──────── Data for review

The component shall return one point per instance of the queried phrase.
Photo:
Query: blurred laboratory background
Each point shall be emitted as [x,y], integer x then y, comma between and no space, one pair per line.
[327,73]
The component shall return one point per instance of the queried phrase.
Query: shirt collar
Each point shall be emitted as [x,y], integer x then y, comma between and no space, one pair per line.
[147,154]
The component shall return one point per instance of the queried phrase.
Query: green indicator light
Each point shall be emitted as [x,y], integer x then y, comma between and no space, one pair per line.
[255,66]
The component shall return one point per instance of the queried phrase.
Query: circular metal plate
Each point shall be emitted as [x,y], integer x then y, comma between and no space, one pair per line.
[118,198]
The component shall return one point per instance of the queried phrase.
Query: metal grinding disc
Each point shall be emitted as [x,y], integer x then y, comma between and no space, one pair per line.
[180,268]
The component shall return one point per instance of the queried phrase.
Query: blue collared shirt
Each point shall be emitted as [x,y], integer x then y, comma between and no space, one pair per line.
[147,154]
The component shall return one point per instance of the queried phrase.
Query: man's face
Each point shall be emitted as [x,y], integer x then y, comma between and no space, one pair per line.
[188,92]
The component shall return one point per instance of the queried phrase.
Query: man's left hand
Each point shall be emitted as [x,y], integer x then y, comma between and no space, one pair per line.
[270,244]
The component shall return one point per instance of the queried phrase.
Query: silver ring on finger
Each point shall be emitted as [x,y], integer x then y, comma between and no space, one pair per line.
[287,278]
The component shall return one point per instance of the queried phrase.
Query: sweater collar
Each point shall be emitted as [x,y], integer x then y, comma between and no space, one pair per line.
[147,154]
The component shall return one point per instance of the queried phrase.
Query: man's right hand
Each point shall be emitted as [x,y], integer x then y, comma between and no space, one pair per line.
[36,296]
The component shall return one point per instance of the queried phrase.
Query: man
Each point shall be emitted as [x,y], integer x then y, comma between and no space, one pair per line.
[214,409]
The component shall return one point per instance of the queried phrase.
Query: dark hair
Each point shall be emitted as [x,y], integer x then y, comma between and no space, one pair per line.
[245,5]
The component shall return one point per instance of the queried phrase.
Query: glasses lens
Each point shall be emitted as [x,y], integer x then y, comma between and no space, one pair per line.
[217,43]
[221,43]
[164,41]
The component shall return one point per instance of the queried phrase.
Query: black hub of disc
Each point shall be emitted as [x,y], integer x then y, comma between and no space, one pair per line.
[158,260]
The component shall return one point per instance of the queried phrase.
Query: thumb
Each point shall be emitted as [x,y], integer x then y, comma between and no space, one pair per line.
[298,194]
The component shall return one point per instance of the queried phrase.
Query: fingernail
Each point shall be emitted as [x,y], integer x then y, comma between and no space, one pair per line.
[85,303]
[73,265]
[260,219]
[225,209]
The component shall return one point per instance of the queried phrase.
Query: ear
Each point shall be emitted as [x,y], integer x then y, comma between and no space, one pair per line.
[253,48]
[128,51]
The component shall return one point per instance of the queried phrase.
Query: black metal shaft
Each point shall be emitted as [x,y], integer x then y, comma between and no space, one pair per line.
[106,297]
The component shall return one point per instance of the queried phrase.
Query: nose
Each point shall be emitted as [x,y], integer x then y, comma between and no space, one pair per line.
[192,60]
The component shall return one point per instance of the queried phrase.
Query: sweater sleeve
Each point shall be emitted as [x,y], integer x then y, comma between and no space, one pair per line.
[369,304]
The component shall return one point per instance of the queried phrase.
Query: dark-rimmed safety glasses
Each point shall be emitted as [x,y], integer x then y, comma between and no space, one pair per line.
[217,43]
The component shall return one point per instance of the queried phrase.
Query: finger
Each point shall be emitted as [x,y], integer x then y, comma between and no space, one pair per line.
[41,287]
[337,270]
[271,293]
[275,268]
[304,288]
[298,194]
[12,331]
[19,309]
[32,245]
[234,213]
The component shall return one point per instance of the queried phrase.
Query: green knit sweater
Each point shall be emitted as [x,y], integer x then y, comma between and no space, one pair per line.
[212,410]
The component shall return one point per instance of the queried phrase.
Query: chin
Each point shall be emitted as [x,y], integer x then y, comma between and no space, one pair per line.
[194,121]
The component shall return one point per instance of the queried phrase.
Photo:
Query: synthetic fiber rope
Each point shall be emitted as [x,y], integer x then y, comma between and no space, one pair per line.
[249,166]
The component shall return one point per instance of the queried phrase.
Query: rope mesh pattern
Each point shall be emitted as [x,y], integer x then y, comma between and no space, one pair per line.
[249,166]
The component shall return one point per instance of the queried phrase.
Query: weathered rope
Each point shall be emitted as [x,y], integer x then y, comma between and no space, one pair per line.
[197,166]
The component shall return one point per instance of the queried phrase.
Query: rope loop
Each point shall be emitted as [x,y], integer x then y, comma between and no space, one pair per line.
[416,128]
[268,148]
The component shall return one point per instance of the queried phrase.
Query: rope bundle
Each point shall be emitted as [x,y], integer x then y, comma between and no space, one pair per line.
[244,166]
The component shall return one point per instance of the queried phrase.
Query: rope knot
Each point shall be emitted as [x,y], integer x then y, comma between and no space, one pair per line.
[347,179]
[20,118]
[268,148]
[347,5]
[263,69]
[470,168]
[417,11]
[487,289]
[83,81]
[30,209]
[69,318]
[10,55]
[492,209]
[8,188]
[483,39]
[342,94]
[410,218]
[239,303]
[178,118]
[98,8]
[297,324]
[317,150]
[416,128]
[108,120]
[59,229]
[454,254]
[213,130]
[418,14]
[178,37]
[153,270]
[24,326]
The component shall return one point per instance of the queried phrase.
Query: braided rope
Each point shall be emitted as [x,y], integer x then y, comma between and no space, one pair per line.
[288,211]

────────────────

Emit, unaltered, the lines from the top of the listing down through the line that holds "Query: circular metal plate"; emit nothing else.

(Result for this task):
The component shall return one point per instance of the queried phrase.
Photo:
Query: blurred laboratory background
Each point shall be emitted as [x,y], integer x then y, comma between and no space, one pair per line.
[327,73]
The component shall return one point per instance of the queried phrase.
Query: shirt collar
Each point shall be emitted as [x,y], integer x then y, comma between and no space, one pair per line.
[147,154]
The component shall return one point per instance of the queried phrase.
Query: green indicator light
Each point shall be emitted as [x,y], integer x then y, comma between and no space, one pair per line.
[255,66]
The component shall return one point per instance of the queried phrase.
Query: circular metal plate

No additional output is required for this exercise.